Request 1>
In the passage on airplane flight instruction, how high above the ground should the machine reach its slow-flying position during a landing?
Request 2>
Write the next part of the passage on airplane flight instruction, starting after its last sentence.

The change from flying position to climbing position is only a slight modification involving only a slight pulling back of the control lever and holding it in fixed position; the motor may in some machines simply be opened out when its increased power will make the machine rise; however, there is only one speed at which the climb will be fastest and therefore it is well to know what is the proper speed for climbing; the motor is then opened out full and the airplane operated to give the proper speed corresponding.
The pupil should rise to the height of at least 100 ft., as any less is useless and nothing will be learned from landing. In the case of cross-country flying the pilot will rise to the height of 2000 ft., circling over the field rather than flying off in a straight line so that preparatory to his start he always has the flying field in reach.
(From “How to Instruct in Flying.”)
Fig. 33.—Airplane in gliding position, approaching a landing.
Note that its attitude relative to line of flight is similar to “flying position,” line of flight however being inclined.
Landing.—Proper landing is the most important thing in airplane flying. The pilot in turning his machine downward toward a landing spot from flight will choose a distance from the field equivalent to the proper gliding angle of his machine. If the gliding angle is 1 in 7 he must not turn downward any further from the field than a distance greater than seven times his altitude or he will fall short. It is safer to come closer to the field before turning downward for two reasons: first, because you may not be gliding at the best gliding angle; second, because you can always kill extra height by a spiral or two better than you can regain it. Have height to spare when landing.
To come down throttle down the engine and push the lever softly forward until the proper gliding angle is obtained (Fig. [33]). The reason for throttling down the engine is: first, that you do not need its thrust when you are coasting down because gravity furnishes all the necessary velocity; second, if you glide or dive with the motor wide open high speed will result, resulting in strains on the machine especially on the moment of leveling out again; third, at this high speed the controls become stiff to operate.
Fig. 34.—Attitudes of an airplane in flight.
Maintain the proper gliding speed to within 5 miles an hour of what it ought to be as it is the speed which determines the proper gliding angle. The revolution counter will indicate what the speed is or the air-speed meter may be used. Arrange to come on to the field facing directly into the wind, which may be observed by watching smoke or flags below. In landing against the wind you are again copying the practice of the birds. When you come to within 15 ft. of the ground pull the lever softly back until the machine is in its slow-flying position, which should be attained 5 ft. above the ground (Fig. [34]). Hold the stick at this position of horizontal flying; no further movement of the lever is necessary except to correct bumps, for which purpose it would be held lightly for instant action. The aileron control must be used here to keep the machine level and it may be necessary to operate the rudder after touching the ground in order to avoid swerving; in fact some machines are provided with a rear skid which steers for this purpose.

Recorded data>
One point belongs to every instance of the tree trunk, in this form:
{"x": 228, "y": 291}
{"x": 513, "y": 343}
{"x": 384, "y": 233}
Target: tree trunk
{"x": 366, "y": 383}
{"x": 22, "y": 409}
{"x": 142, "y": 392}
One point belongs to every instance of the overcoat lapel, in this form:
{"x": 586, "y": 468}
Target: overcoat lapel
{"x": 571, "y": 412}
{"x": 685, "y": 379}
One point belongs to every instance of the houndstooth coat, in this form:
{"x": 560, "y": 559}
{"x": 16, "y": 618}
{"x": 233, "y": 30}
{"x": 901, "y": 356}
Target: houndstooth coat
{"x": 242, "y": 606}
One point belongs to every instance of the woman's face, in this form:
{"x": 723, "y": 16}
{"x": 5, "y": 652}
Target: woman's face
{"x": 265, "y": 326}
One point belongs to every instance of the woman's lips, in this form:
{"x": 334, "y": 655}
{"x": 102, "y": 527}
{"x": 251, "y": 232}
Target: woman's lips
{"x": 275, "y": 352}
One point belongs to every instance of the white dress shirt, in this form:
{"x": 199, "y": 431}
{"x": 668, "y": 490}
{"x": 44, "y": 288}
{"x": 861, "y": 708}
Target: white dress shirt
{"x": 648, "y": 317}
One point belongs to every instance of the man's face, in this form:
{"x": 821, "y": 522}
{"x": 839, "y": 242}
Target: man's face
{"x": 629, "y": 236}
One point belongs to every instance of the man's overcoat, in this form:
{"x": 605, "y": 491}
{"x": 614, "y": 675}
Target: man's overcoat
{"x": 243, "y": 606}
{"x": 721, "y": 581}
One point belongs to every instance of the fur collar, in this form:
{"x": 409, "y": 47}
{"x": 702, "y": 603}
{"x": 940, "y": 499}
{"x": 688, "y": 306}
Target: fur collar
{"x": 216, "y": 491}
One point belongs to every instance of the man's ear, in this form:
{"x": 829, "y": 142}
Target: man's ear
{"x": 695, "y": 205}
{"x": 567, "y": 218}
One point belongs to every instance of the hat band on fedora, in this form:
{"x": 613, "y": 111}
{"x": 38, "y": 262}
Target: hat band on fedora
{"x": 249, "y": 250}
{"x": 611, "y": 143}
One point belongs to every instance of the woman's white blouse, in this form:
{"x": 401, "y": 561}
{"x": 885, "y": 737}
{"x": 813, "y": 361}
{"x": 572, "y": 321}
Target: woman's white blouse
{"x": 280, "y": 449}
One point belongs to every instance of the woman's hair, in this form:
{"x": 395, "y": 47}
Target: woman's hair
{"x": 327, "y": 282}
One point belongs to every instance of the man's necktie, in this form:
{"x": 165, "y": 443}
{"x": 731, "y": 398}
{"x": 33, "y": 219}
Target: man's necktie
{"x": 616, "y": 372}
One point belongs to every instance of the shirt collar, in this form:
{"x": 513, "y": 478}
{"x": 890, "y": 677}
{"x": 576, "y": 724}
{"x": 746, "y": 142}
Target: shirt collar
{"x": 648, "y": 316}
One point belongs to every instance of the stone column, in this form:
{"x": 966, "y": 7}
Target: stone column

Exercise result 1>
5 ft. above the ground.

Exercise result 2>
In rolling just after landing keep the tail as close to the ground as possible without causing undue bumping, so that the maximum resistance of the wings may be presented to the air and the machine be slowed up rapidly. Some machines are fitted with brakes on the wheels to assist in the quick retardation of the roll. Landing is one of the biggest problems in aviation and is a hard thing to learn because it is done at a high speed especially in the fast military machines such as the Fokker, Nieuport, etc. Landing is more of a problem than it used to be in the early days when, for instance, the Wrights were able to land without any wheels at all on mere skids because their machines were not fast.
The following are examples of bad landings:
1. The pancake results from allowing the machine to get into its rising position when it is landing (Fig. [35]). There will be a perpendicular bounce and on the second bounce the running gear will break. In order to get out of an imminent pancake open up the engine to keep machine flying, put the machine into a flying position, then throttle down again and land.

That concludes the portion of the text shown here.